■ WRITTEN INSTRUCTION
Rewrite the listing below, replacing every "Target" with "Label" and keeping everything else unchanged. Leave the pictures out.

■ RECORDED INFORMATION
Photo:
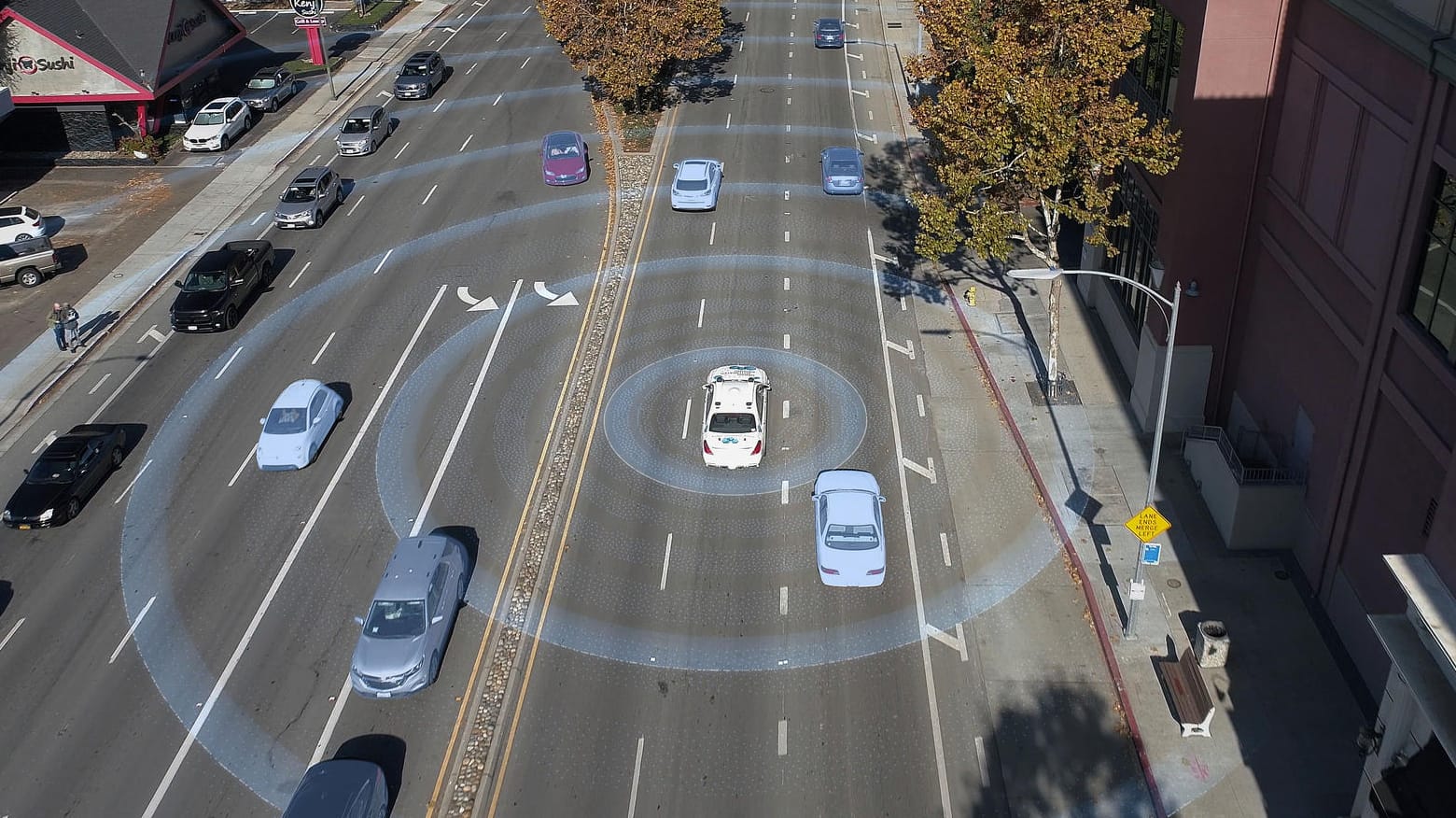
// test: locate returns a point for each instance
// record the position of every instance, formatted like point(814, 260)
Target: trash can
point(1211, 643)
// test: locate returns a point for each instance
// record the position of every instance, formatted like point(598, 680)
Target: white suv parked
point(218, 124)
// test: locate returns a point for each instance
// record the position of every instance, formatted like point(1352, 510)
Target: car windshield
point(850, 537)
point(286, 421)
point(731, 422)
point(299, 194)
point(204, 281)
point(395, 619)
point(52, 471)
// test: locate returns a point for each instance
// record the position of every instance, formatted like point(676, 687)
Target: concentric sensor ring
point(660, 453)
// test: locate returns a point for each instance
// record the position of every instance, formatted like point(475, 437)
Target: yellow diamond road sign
point(1148, 524)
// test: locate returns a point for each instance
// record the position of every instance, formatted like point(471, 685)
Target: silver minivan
point(411, 617)
point(363, 130)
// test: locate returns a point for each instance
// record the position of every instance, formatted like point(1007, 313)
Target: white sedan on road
point(696, 184)
point(298, 425)
point(849, 533)
point(735, 416)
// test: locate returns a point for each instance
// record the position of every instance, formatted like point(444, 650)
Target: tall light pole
point(1047, 273)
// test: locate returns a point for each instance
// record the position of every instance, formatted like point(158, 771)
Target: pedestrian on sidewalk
point(57, 322)
point(73, 326)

■ SOLUTION TO THE EXERCISE
Photo:
// test: locate returns a point for each instance
// record the position of every instance, formatted like point(814, 260)
Label: trash can
point(1211, 643)
// test: locate returns a point for each instance
// record the position of every instance, formatted like point(598, 680)
Label: white suv parked
point(218, 124)
// test: locate returns a point for each instance
// record the position of every instance, formatted like point(1352, 510)
Label: car windshield
point(850, 537)
point(286, 421)
point(731, 422)
point(299, 194)
point(204, 281)
point(395, 619)
point(52, 471)
// test: locate returns a point for each instance
// record the position of every instance, formatted like point(676, 687)
Label: concentric sensor ring
point(660, 453)
// test: locate returns a point for each instance
// record the position of every instance, formatted like point(475, 437)
Label: yellow diamond road sign
point(1148, 524)
// test: locate returns a point for each instance
// record the position of every instance, formatted like point(471, 685)
Label: silver minivan
point(411, 617)
point(363, 130)
// test: locate returns a point for each instance
// record the position of every instance, formatted like point(1007, 313)
Label: white sedan on road
point(696, 184)
point(298, 425)
point(849, 533)
point(735, 416)
// test: locate returns a point for each instance
// record the position of every instance, formatted like point(444, 650)
Label: tall light pole
point(1047, 273)
// test: locate returns a point for each instance
// record the position of every instance, formatted like point(158, 771)
Label: pedestrian on sidewalk
point(57, 322)
point(73, 326)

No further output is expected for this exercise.